(A run of records)
□ □ □ □ □

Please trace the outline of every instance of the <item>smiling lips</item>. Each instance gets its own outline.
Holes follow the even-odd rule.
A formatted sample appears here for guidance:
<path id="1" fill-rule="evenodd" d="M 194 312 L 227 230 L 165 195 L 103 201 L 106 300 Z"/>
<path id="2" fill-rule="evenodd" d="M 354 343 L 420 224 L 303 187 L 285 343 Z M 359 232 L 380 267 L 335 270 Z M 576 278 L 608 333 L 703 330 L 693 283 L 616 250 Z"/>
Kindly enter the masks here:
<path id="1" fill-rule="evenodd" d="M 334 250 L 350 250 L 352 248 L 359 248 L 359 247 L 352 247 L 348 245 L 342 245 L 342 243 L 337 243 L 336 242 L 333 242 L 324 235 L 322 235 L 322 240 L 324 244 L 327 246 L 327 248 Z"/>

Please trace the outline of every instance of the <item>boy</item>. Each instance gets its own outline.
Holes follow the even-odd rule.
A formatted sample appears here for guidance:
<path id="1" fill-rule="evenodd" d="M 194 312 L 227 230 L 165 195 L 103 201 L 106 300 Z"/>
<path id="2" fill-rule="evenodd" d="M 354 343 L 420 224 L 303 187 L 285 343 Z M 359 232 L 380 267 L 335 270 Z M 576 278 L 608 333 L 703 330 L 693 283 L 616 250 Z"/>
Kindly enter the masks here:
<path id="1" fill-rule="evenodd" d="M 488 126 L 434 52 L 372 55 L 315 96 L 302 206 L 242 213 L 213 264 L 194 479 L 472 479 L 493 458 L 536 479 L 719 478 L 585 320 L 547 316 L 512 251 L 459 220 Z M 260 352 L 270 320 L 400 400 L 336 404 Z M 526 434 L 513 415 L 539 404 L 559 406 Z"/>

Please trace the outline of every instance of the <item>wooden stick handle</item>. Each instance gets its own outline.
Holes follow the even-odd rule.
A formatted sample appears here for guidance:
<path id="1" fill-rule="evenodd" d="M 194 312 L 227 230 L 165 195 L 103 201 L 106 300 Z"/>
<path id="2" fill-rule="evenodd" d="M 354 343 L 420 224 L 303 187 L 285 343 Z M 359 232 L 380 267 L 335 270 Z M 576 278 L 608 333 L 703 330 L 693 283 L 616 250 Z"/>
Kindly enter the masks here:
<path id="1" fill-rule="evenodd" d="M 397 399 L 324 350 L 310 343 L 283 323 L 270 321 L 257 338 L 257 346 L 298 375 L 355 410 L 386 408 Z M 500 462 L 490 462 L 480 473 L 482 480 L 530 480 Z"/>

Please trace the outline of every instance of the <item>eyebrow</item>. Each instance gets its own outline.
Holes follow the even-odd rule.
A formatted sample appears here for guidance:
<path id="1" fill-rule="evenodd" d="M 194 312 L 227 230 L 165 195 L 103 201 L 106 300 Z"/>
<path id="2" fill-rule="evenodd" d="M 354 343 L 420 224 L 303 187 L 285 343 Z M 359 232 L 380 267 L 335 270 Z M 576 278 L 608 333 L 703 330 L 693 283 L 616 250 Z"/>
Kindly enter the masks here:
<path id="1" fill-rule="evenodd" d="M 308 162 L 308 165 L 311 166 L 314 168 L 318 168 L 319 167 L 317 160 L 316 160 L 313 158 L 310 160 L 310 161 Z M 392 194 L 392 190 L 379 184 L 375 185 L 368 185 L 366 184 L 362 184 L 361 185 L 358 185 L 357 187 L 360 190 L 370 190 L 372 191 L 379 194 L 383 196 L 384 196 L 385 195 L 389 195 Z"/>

□ □ □ □ □

What the task asks: Output each entry precisely as given.

Output of the exercise:
Please trace the outline of every instance of the <item>smiling lips</item>. Each instance gets its own outline.
Holes follow the even-odd rule.
A formatted sample appears here for guidance:
<path id="1" fill-rule="evenodd" d="M 194 312 L 227 230 L 165 195 L 103 201 L 106 300 Z"/>
<path id="2" fill-rule="evenodd" d="M 354 343 L 420 224 L 303 187 L 285 343 Z M 359 232 L 380 267 L 335 270 Z M 576 278 L 608 333 L 703 330 L 693 283 L 616 250 Z"/>
Kindly enter the masks here:
<path id="1" fill-rule="evenodd" d="M 334 250 L 350 250 L 352 248 L 359 248 L 359 247 L 352 247 L 348 245 L 342 245 L 342 243 L 337 243 L 336 242 L 333 242 L 324 235 L 322 235 L 322 240 L 324 244 L 327 246 L 327 248 Z"/>

Please trace the outline of every instance of the <item>boy</item>. Each instance gets its own outline.
Holes follow the even-odd rule.
A formatted sample appears here for guidance:
<path id="1" fill-rule="evenodd" d="M 194 312 L 227 230 L 165 195 L 103 201 L 106 300 Z"/>
<path id="2" fill-rule="evenodd" d="M 354 343 L 420 224 L 303 187 L 285 343 Z M 359 232 L 380 267 L 335 270 Z M 576 278 L 608 333 L 703 330 L 693 283 L 616 250 Z"/>
Kindly enter the masks here:
<path id="1" fill-rule="evenodd" d="M 488 126 L 434 52 L 372 55 L 315 96 L 302 206 L 242 213 L 213 264 L 194 479 L 472 479 L 493 458 L 536 479 L 719 478 L 585 320 L 547 316 L 512 251 L 459 220 Z M 260 352 L 270 320 L 400 400 L 336 404 Z M 526 434 L 513 415 L 539 404 L 559 406 Z"/>

Please trace the outline of every instance of the <item>wooden stick handle</item>. Each instance gets its own outline.
Holes follow the even-odd rule.
A formatted sample appears here for guidance:
<path id="1" fill-rule="evenodd" d="M 194 312 L 227 230 L 165 195 L 103 201 L 106 300 Z"/>
<path id="2" fill-rule="evenodd" d="M 354 343 L 420 224 L 303 187 L 285 343 Z M 359 232 L 380 267 L 335 270 Z M 576 278 L 608 333 L 703 330 L 693 283 L 616 250 Z"/>
Kindly enter the masks here:
<path id="1" fill-rule="evenodd" d="M 397 399 L 324 350 L 310 343 L 283 323 L 270 321 L 257 338 L 257 346 L 298 375 L 355 410 L 386 408 Z M 500 462 L 490 462 L 480 473 L 482 480 L 530 480 Z"/>

Please trace the outline of every instance of the <item>eyebrow</item>. Each instance gets its own outline.
Holes follow the even-odd rule.
A formatted sample appears here for guidance:
<path id="1" fill-rule="evenodd" d="M 194 312 L 227 230 L 165 195 L 103 201 L 106 300 Z"/>
<path id="2" fill-rule="evenodd" d="M 354 343 L 420 224 L 303 187 L 285 343 Z M 359 232 L 380 267 L 335 270 Z M 576 278 L 608 333 L 703 330 L 693 283 L 616 250 Z"/>
Kindly enter the masks here:
<path id="1" fill-rule="evenodd" d="M 308 162 L 308 165 L 311 166 L 314 168 L 318 168 L 319 167 L 317 160 L 316 160 L 313 158 L 310 160 L 310 161 Z M 392 194 L 392 190 L 379 184 L 375 185 L 368 185 L 366 184 L 362 184 L 361 185 L 358 185 L 357 187 L 360 190 L 370 190 L 372 191 L 379 194 L 383 196 L 384 196 L 385 195 L 389 195 Z"/>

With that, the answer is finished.